• _Supplied passage_:
Reorganization of athletic control at Harvard was begun with the appointment of W. J. Bingham '16 as Director of Athletics and Physical Education in 1926. Under the new regime, H. W. Clark '23 was made Assistant Director of Athletics and Mr. Fradd will occupy a corresponding position in the field of physical education. Daniel Kelly in 1928 resigned from a position which more or less corresponded to Mr. Fradd's present one, but the place was left vacant.
Mr. Fradd has been at Harvard since 1919 when he came here under Dr. Roger I. Lee '01, then professor of Hygiene and now a Fellow of the College, to supervise the special and corrective classes in connection with the system of compulsory Freshman athletics which was established at that time. Under his direction these classes have increased steadily in popularity among upperclassmen as well as Freshmen until it became necessary to provide full-time assistants this year.

• _What you will do_:
1) Revise the part of the passage on Harvard's athletic reorganization that runs from "Reorganization of athletic" down to "was left vacant.", writing "administration" in place of "regime".
2) According to the passage on Harvard's athletic reorganization, why did it become necessary to provide full-time assistants this year?

• _Provided records_:
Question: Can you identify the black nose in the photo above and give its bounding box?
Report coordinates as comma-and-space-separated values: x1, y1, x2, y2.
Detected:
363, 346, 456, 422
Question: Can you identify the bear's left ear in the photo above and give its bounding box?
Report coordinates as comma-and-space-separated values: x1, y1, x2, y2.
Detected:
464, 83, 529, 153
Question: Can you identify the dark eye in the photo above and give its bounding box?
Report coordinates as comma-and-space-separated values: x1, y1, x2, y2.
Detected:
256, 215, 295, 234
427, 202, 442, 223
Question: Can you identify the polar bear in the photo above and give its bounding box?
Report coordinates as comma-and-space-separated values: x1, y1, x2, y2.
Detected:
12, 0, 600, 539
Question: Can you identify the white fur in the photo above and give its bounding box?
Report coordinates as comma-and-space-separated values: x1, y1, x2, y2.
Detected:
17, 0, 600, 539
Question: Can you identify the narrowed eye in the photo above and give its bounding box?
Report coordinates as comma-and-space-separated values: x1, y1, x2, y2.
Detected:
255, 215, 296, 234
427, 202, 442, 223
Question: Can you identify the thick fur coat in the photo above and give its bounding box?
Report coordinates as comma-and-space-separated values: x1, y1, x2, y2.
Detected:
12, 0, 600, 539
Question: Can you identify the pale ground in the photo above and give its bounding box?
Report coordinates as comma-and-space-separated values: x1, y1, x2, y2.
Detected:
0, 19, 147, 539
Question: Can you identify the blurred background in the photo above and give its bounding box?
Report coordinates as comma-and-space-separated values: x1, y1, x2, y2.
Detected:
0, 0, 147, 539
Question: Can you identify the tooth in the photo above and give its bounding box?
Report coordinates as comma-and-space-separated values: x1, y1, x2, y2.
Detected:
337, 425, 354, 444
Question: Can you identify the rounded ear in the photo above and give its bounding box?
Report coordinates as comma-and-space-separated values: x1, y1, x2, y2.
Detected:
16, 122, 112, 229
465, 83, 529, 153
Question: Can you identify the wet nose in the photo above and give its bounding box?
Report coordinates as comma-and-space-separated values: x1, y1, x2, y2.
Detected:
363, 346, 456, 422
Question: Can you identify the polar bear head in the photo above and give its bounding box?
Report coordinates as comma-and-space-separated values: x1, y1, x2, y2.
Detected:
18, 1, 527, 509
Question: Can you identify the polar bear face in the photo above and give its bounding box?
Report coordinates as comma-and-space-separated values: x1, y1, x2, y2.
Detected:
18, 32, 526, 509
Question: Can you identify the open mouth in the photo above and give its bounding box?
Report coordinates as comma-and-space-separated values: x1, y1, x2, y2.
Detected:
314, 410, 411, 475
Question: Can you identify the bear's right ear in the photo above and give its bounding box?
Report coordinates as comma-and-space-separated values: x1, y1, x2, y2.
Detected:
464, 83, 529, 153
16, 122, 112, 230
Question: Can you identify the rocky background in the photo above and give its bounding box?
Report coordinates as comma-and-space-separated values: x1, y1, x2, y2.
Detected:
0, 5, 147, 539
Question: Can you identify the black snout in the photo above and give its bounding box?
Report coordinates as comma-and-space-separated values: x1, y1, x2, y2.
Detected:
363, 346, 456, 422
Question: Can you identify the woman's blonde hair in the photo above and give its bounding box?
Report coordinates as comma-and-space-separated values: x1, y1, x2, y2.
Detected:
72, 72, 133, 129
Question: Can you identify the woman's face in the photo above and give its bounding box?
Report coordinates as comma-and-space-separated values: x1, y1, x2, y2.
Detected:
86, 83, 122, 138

• _Answers in order_:
1)
Reorganization of athletic control at Harvard was begun with the appointment of W. J. Bingham '16 as Director of Athletics and Physical Education in 1926. Under the new administration, H. W. Clark '23 was made Assistant Director of Athletics and Mr. Fradd will occupy a corresponding position in the field of physical education. Daniel Kelly in 1928 resigned from a position which more or less corresponded to Mr. Fradd's present one, but the place was left vacant.

2) Under Mr. Fradd's direction, the special and corrective classes had steadily grown more popular with both Freshmen and upperclassmen. That growth made full-time assistants necessary.